Quoted passage Start Marker
One man’s extreme views

Indeed, years ago too, I was attracted to the harsh denunciation written by one Amar Panday who debunked the extravagance, especially amongst the poorer “believers”.
Wrote the aggrieved gentleman: “Christmas in Guyana has been the grandest instrument of an excessive consumerism, where our people are psychologically cajoled and lured into unfettered spending, spending; that is, in the context of a poor country, a drainage of scarce resources. Spending that breaches the inclination to frugality that is supposed to be the foundation of our economic life.  Spending that in no small way contributes towards the perpetuation of that vicious cycle of poverty in our country. To tangibly demonstrate the reality of this is not very difficult. Savings that could have been put to entrepreneurial use with long-lasting economic reward are frittered away with religious fervour. “Parents who deprived their children of text books and additional reading material suddenly plunge into a spending spree. I have often wondered why so much has been historically expended in the strange ritualistic importation of ‘ice’ apples, grapes, Christmas trees and the whole assortment of Santa Claus paraphernalia. What part of Christmas stipulates this?”

Corruption, carnage and cricket

Three more “C” words for you. From my own elementary but fundamental perspective, I state this about Guyana’s now (almost) institutional corruption. Though our cancer of corruption took decades to become virtually incurable, the modern value-system which makes Guyanese youth feel that wrong can be right, also informs out adult behaviours to “respect” top crooks – in and out of government – as the new role-models.
Quoted passage End Marker
Data to examine Start Marker
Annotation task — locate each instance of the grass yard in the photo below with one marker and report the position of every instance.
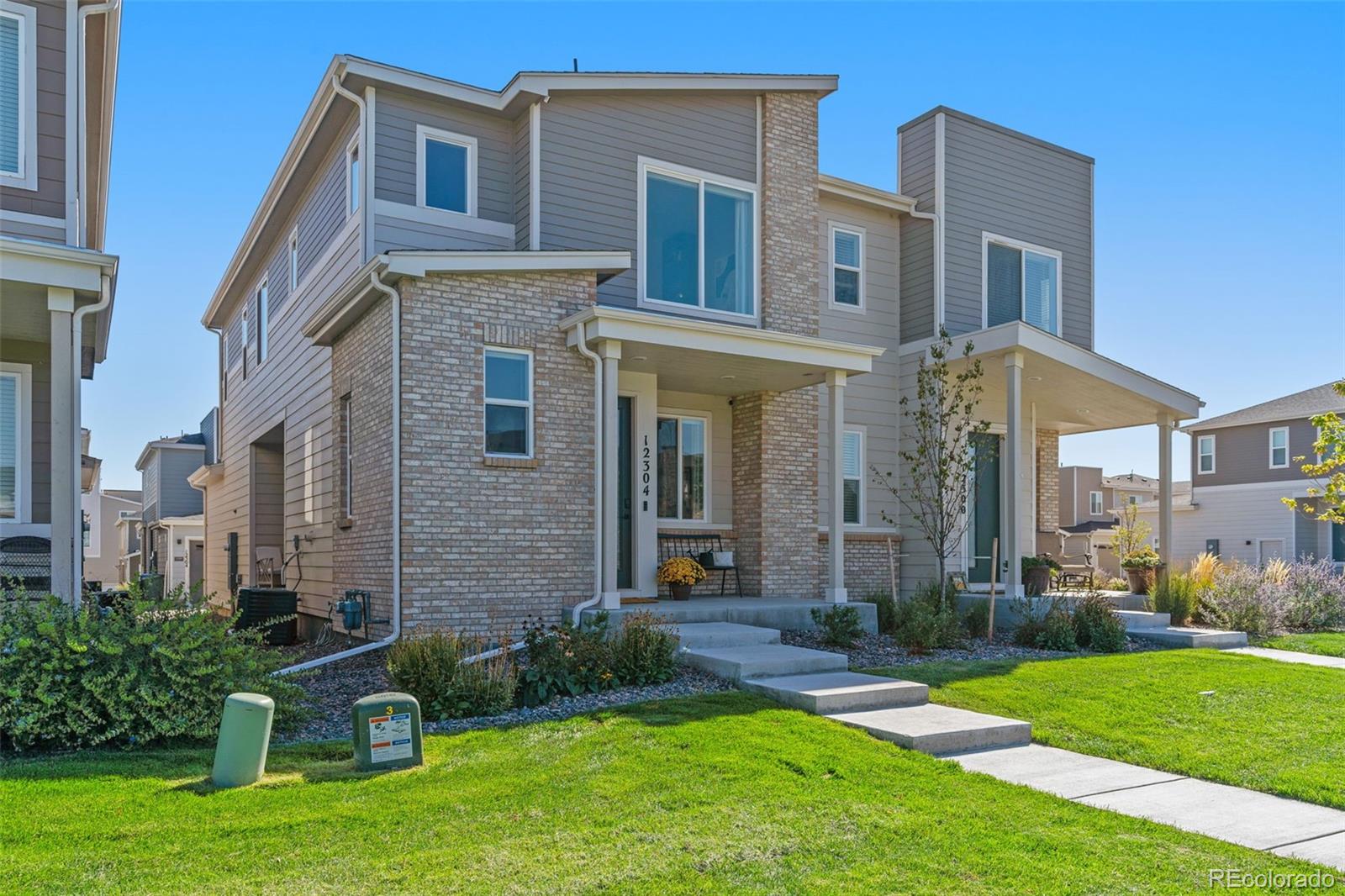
(1327, 643)
(1268, 725)
(719, 793)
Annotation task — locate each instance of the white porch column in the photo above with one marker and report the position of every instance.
(65, 443)
(836, 530)
(1165, 488)
(1009, 546)
(611, 354)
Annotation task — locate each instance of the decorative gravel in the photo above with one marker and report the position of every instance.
(333, 689)
(873, 651)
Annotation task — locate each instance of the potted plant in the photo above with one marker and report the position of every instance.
(1140, 567)
(679, 575)
(1036, 575)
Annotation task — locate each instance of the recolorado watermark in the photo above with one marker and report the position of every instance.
(1242, 878)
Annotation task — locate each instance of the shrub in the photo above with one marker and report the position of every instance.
(1176, 595)
(1098, 626)
(645, 651)
(430, 669)
(840, 625)
(145, 672)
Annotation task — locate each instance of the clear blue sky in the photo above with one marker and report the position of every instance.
(1219, 134)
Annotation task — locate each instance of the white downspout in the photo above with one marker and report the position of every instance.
(582, 343)
(397, 493)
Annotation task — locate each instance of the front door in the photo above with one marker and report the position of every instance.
(625, 519)
(985, 506)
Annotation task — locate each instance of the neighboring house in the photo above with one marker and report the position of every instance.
(483, 353)
(171, 515)
(1243, 465)
(58, 74)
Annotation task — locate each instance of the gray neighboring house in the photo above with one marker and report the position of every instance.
(488, 354)
(1243, 465)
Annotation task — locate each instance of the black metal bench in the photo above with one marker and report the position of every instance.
(694, 546)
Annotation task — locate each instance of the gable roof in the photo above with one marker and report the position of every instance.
(1309, 403)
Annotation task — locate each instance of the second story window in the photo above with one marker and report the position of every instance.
(1205, 455)
(1279, 448)
(1021, 282)
(446, 171)
(697, 240)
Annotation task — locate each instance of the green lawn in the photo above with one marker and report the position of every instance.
(1268, 725)
(709, 794)
(1328, 643)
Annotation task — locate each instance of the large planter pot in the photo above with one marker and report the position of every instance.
(1036, 580)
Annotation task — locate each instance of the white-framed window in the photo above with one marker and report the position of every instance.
(509, 403)
(697, 241)
(353, 178)
(15, 440)
(18, 96)
(847, 266)
(262, 315)
(1020, 282)
(1205, 455)
(683, 466)
(1279, 448)
(293, 261)
(852, 477)
(446, 171)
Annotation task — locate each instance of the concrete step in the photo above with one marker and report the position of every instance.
(763, 661)
(725, 635)
(939, 730)
(825, 693)
(1143, 619)
(1192, 636)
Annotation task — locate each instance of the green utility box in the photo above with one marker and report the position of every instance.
(387, 732)
(244, 739)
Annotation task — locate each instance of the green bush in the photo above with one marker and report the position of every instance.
(840, 625)
(430, 667)
(1176, 595)
(645, 651)
(141, 673)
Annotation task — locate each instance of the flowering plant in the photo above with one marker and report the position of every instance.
(681, 571)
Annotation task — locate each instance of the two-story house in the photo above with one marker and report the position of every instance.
(1242, 466)
(58, 76)
(482, 350)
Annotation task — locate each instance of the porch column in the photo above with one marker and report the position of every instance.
(611, 354)
(65, 441)
(1165, 488)
(836, 530)
(1009, 548)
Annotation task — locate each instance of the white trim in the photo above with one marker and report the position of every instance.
(706, 478)
(1270, 436)
(510, 403)
(26, 177)
(1009, 242)
(683, 172)
(833, 229)
(24, 450)
(425, 132)
(1200, 455)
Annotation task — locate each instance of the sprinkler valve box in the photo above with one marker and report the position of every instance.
(387, 732)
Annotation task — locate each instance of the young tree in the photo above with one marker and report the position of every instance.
(1327, 499)
(939, 461)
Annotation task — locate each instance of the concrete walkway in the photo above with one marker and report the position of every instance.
(1291, 656)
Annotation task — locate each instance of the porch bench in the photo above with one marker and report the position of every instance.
(694, 546)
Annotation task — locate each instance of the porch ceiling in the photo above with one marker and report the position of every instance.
(1073, 389)
(717, 358)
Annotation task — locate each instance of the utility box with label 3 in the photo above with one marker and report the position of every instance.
(387, 730)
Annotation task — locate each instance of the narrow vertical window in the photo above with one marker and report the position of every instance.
(509, 403)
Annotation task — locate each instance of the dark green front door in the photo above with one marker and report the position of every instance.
(985, 506)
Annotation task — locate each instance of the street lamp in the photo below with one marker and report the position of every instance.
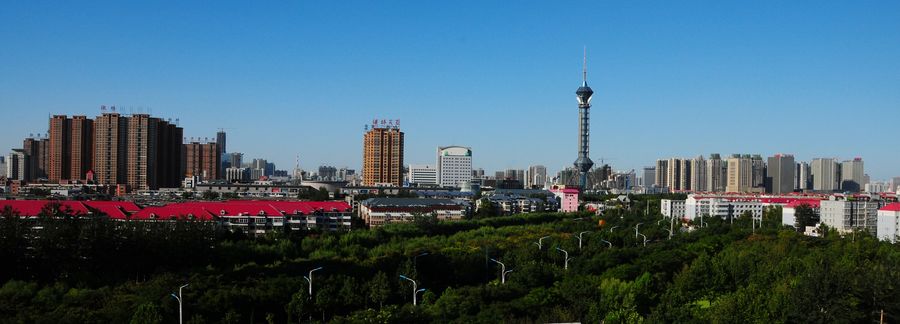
(580, 239)
(503, 271)
(566, 262)
(540, 242)
(178, 298)
(309, 279)
(607, 242)
(416, 261)
(415, 291)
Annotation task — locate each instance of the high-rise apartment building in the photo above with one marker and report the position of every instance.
(716, 173)
(16, 165)
(202, 160)
(825, 174)
(853, 175)
(698, 174)
(82, 147)
(674, 175)
(536, 177)
(383, 157)
(780, 174)
(758, 171)
(804, 177)
(36, 151)
(110, 145)
(740, 174)
(423, 174)
(649, 176)
(662, 173)
(454, 165)
(59, 153)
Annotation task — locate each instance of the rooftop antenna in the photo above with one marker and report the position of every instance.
(584, 67)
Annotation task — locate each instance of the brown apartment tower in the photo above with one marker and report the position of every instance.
(110, 130)
(383, 157)
(70, 150)
(202, 160)
(36, 151)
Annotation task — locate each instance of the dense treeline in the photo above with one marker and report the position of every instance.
(724, 272)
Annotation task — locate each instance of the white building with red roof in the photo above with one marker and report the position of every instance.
(889, 223)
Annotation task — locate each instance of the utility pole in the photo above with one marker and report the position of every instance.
(580, 239)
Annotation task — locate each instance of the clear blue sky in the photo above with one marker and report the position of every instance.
(671, 78)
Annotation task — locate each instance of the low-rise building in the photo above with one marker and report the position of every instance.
(380, 211)
(889, 223)
(672, 208)
(849, 215)
(567, 197)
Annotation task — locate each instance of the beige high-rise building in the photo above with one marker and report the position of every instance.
(59, 152)
(110, 131)
(673, 176)
(383, 157)
(716, 173)
(740, 174)
(82, 147)
(662, 173)
(698, 174)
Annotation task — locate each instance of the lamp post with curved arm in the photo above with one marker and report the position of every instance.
(415, 286)
(566, 262)
(178, 298)
(540, 242)
(580, 238)
(309, 279)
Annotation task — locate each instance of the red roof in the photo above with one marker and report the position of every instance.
(174, 211)
(891, 207)
(32, 208)
(814, 203)
(114, 209)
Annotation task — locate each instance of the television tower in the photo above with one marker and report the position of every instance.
(584, 164)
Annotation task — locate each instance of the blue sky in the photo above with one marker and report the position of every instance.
(671, 78)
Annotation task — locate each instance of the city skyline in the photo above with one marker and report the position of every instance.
(673, 69)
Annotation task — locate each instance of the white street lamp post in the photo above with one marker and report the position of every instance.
(566, 262)
(415, 291)
(503, 271)
(178, 298)
(309, 279)
(540, 242)
(580, 238)
(607, 242)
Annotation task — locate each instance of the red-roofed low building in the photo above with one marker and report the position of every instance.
(33, 208)
(789, 211)
(889, 223)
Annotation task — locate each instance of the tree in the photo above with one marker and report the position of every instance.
(147, 313)
(379, 289)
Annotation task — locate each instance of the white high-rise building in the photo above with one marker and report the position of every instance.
(716, 173)
(824, 174)
(16, 164)
(853, 176)
(649, 176)
(454, 165)
(422, 174)
(536, 177)
(698, 174)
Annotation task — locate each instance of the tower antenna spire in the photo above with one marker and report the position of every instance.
(584, 67)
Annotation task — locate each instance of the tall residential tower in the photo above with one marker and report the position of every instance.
(584, 93)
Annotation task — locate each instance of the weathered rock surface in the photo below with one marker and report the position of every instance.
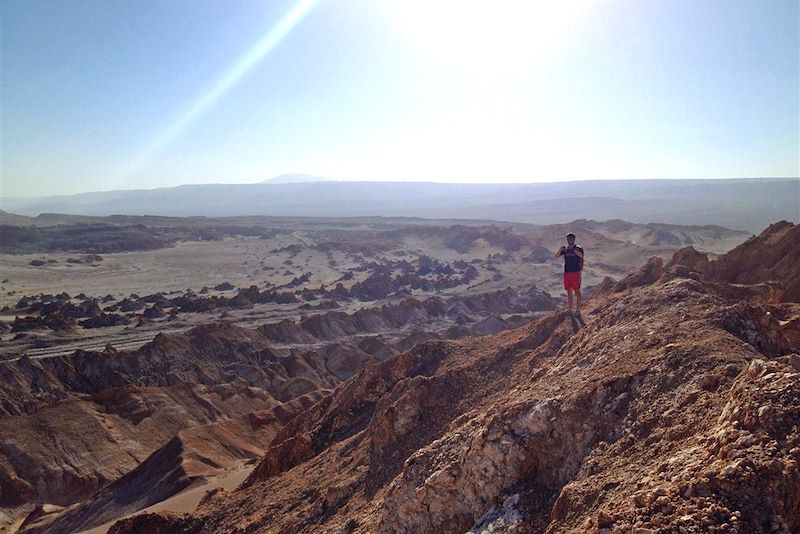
(676, 408)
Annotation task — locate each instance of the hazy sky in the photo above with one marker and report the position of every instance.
(112, 94)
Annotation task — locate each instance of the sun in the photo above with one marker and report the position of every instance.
(495, 36)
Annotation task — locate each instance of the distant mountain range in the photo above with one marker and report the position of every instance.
(745, 204)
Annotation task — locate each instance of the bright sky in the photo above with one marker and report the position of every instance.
(111, 94)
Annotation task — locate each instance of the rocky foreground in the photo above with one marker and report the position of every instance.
(674, 407)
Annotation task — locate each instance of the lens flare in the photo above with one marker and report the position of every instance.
(229, 79)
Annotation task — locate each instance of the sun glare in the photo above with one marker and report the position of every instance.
(496, 36)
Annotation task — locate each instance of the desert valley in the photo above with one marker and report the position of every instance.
(394, 375)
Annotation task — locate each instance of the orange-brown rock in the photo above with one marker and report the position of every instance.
(675, 408)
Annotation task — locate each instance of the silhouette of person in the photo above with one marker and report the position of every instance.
(573, 265)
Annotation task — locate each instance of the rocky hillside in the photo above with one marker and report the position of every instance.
(107, 433)
(673, 406)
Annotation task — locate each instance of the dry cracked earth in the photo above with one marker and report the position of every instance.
(386, 378)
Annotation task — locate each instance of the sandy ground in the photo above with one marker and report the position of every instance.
(187, 500)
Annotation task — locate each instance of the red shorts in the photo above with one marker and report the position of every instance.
(572, 281)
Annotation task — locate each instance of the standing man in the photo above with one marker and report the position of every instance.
(573, 265)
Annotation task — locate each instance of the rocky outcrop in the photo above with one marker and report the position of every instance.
(770, 256)
(673, 408)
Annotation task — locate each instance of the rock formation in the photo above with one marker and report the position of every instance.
(675, 408)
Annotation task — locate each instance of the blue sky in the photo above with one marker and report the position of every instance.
(107, 94)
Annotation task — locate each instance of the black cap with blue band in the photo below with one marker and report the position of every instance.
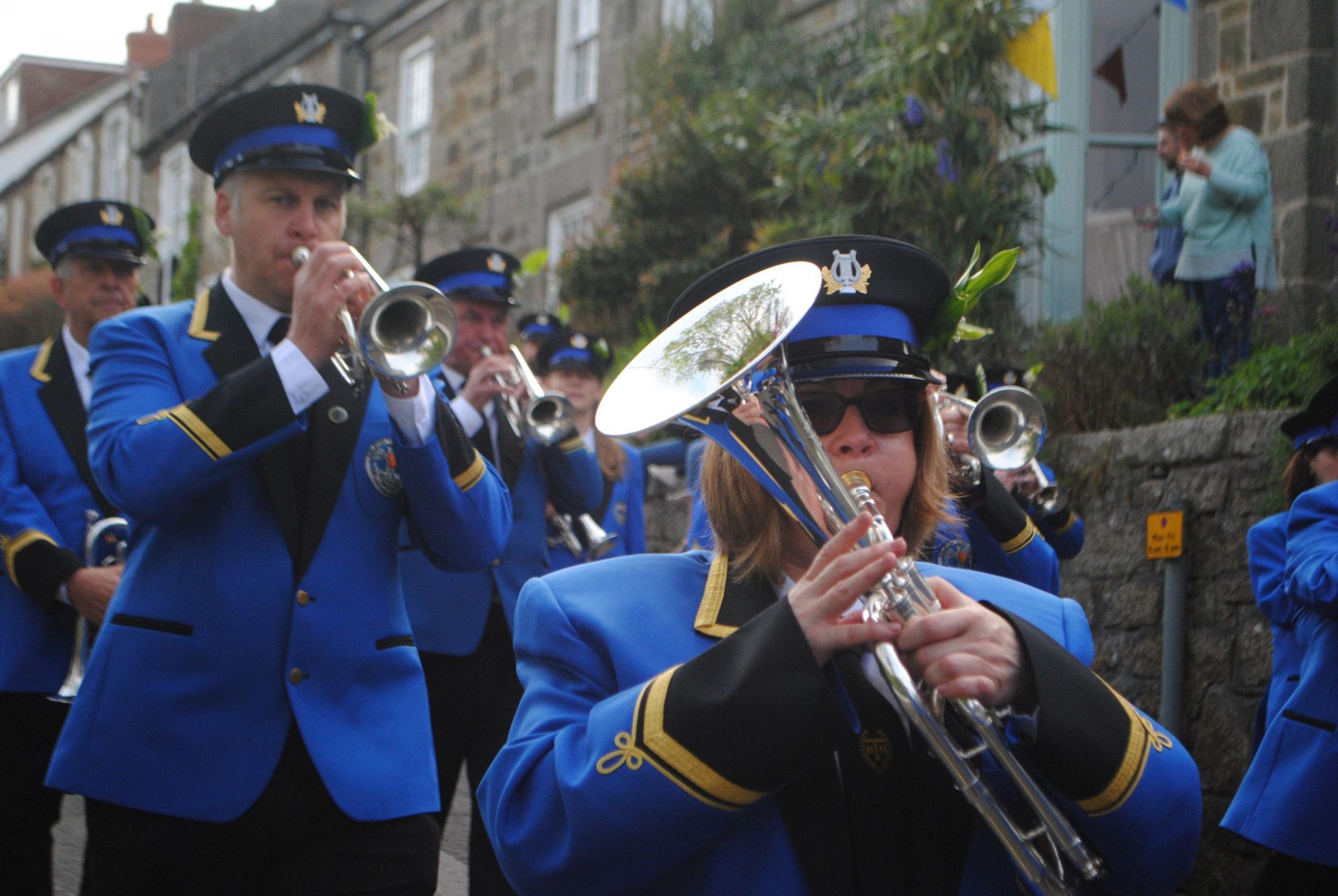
(309, 128)
(101, 229)
(878, 299)
(1320, 419)
(483, 274)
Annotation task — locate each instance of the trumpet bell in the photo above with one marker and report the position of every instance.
(1007, 428)
(407, 331)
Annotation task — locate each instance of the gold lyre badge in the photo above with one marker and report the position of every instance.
(309, 110)
(877, 749)
(846, 274)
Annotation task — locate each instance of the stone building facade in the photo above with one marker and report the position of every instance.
(1273, 61)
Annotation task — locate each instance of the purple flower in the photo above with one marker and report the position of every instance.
(914, 113)
(947, 169)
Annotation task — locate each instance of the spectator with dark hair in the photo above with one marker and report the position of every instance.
(1226, 210)
(1166, 250)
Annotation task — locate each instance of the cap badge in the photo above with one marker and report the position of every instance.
(846, 274)
(309, 110)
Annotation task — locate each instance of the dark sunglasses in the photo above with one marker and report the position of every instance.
(888, 411)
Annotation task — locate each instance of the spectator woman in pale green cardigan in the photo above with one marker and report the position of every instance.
(1226, 210)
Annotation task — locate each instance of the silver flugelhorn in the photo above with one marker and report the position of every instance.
(581, 535)
(1005, 431)
(105, 545)
(727, 355)
(407, 330)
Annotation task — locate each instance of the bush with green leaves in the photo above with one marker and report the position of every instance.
(894, 126)
(1277, 376)
(1121, 364)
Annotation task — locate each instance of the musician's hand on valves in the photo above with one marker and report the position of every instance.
(823, 599)
(483, 385)
(331, 280)
(90, 590)
(965, 650)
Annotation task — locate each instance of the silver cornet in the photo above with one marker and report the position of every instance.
(405, 332)
(105, 545)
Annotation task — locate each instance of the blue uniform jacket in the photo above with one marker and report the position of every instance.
(449, 610)
(244, 608)
(624, 514)
(1063, 531)
(1268, 546)
(46, 490)
(677, 737)
(1286, 800)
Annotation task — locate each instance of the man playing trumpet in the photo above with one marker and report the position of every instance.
(253, 719)
(46, 491)
(462, 621)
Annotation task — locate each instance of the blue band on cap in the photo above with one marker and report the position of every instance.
(1316, 434)
(89, 234)
(485, 279)
(849, 320)
(580, 356)
(327, 138)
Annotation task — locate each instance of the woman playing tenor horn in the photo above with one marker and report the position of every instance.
(715, 724)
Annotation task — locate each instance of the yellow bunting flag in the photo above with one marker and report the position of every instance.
(1032, 52)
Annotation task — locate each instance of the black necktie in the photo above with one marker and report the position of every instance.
(279, 331)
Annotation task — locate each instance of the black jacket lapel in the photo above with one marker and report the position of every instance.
(329, 448)
(61, 398)
(233, 347)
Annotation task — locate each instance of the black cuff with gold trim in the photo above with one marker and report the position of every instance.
(1007, 522)
(42, 568)
(462, 459)
(245, 407)
(751, 710)
(1084, 729)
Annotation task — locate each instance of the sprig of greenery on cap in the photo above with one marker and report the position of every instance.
(952, 326)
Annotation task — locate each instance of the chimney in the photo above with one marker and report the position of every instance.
(195, 22)
(146, 50)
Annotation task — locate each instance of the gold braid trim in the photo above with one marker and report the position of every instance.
(472, 475)
(1143, 739)
(14, 545)
(670, 757)
(1021, 539)
(39, 364)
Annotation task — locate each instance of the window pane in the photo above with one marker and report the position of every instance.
(1118, 181)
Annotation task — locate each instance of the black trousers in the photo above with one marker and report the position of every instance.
(473, 701)
(30, 725)
(292, 841)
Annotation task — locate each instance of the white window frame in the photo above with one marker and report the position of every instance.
(569, 225)
(18, 260)
(415, 114)
(174, 196)
(577, 78)
(699, 14)
(114, 175)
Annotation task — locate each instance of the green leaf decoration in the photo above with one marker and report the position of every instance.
(146, 233)
(534, 263)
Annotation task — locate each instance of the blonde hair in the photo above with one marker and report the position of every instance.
(612, 457)
(751, 527)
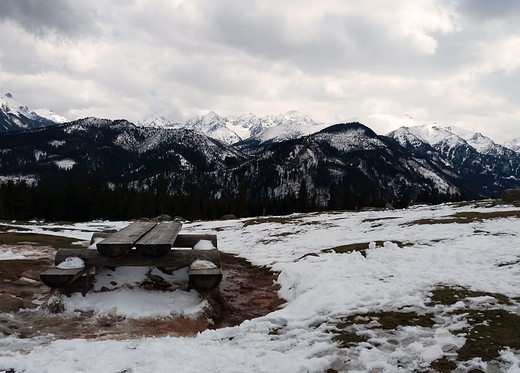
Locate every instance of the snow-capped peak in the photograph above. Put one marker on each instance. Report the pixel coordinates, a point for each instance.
(14, 109)
(513, 144)
(157, 121)
(51, 115)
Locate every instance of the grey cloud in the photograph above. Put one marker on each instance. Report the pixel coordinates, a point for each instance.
(39, 17)
(486, 9)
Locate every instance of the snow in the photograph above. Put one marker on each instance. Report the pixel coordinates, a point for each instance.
(51, 115)
(204, 245)
(71, 263)
(65, 164)
(407, 254)
(202, 264)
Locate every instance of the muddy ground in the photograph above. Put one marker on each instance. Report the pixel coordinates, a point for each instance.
(246, 292)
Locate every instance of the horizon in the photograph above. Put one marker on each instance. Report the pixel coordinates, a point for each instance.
(444, 61)
(385, 120)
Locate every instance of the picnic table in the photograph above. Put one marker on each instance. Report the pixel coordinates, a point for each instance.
(143, 244)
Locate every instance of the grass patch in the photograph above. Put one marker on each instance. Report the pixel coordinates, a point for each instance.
(490, 331)
(390, 320)
(450, 295)
(443, 365)
(267, 220)
(57, 242)
(378, 219)
(360, 247)
(348, 339)
(467, 217)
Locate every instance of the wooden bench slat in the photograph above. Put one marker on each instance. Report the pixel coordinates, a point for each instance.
(158, 241)
(174, 259)
(118, 244)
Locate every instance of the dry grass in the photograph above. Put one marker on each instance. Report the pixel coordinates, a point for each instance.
(36, 239)
(466, 217)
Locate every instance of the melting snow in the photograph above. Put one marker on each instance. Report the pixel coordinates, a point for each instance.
(403, 256)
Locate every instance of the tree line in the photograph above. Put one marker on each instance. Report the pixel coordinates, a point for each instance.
(82, 201)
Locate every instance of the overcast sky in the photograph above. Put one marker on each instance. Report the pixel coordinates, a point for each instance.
(451, 62)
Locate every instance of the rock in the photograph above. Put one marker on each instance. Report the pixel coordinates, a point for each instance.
(511, 195)
(8, 303)
(32, 274)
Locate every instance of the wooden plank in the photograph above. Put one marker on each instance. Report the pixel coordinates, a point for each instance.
(58, 278)
(120, 243)
(174, 259)
(158, 242)
(190, 240)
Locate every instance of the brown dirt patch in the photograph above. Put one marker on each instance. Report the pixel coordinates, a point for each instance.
(246, 292)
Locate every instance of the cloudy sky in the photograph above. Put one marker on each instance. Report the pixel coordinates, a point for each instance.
(454, 62)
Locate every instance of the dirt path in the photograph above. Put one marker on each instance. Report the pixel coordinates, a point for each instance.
(246, 292)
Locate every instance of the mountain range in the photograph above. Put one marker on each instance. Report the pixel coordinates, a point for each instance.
(266, 158)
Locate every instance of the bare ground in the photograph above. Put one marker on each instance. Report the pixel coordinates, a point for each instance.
(246, 292)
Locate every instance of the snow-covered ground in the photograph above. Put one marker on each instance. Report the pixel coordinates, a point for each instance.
Data to examine End Marker
* **Check your understanding**
A. Translate this sentence from the Guyana column into Spanish: "To tangibly demonstrate the reality of this is not very difficult."
B. Recast the paragraph of the Guyana column that begins "Wrote the aggrieved gentleman" as a bulleted list of its main points.
C. Write what comes next in the Guyana column, picking up after its final sentence.
The entries have nothing to do with this work.

* **Answer set**
A. Demostrar de manera tangible la realidad de esto no es muy difícil.

B.
- Christmas in Guyana is a major driver of excessive consumerism that lures people into unchecked spending.
- In a poor country, this spending drains scarce resources and breaks with the frugality meant to underpin economic life.
- It helps perpetuate the cycle of poverty: savings that could bring lasting entrepreneurial rewards are wasted with religious fervor.
- Parents who denied their children textbooks and extra reading material suddenly go on spending sprees.
- The writer questions the long-standing ritual of importing "ice" apples, grapes, Christmas trees and Santa Claus paraphernalia, and asks what part of Christmas requires it.

C.
My old-time morality of “honesty-is-the-best-policy” is a recipe for need, obscurity and persistent poverty, where even the seemingly-religious are concerned.
Past regimes came to power though rigged elections when the people’s will was continuously stolen. That was the bedrock of today’s corrupt practices and culture. The descendants of those victims, now in government or in its support, use the mantra of “bygone crooked elections” as justification for their entrenched, endemic malpractices for personal profit. From “corruptocracy” to kleptocracy?

The traffic police can’t be on every deserted highway when the speedsters indulge themselves. Official traffic safety education – from home, to school to driving instruction classes to parliamentary statute is necessary, but my view dictates: friends, relatives, and all passengers must control the operators of public transportation.

I repeat a years long suggestion which an otherwise urbane Traffic Chief once dismissed summarily (even though he himself had to be removed for driving under the influence and causing an accident): that any minibus or taxi found speeding, must attract serious fines for both operators and passengers.  Passengers pay. They must determine their own safety. If not, they too must pay- fines!

On Cricket I say: we’ll, at the minimum, draw the series with Australia! Bets anybody?

ponder well…

1) Thanks for your compliments and criticisms with respect to last Fridays’ brief presentation on US visas and the price of airline tickets to Obamaland.
2) Corruption, Employment/Development challenges or not! Give President Jagdeo some kudos for his “Cash-for-Standing-Forests” crusade. And if we find oil also, we won’t be burning it up.
3) The issue will hardly go away completely so I suggest that our entire school system should introduce the basics about: REDD (the Reduced Emissions from De-forestation and Forest Degradation); carbon; emissions, the LCDS, etc.

4) If the government was unhappy with the conditions of the UK-funded Security project, can they accommodate an actual American DEA presence in Georgetown?
5) Poor people, what do you think about our minibus conductors?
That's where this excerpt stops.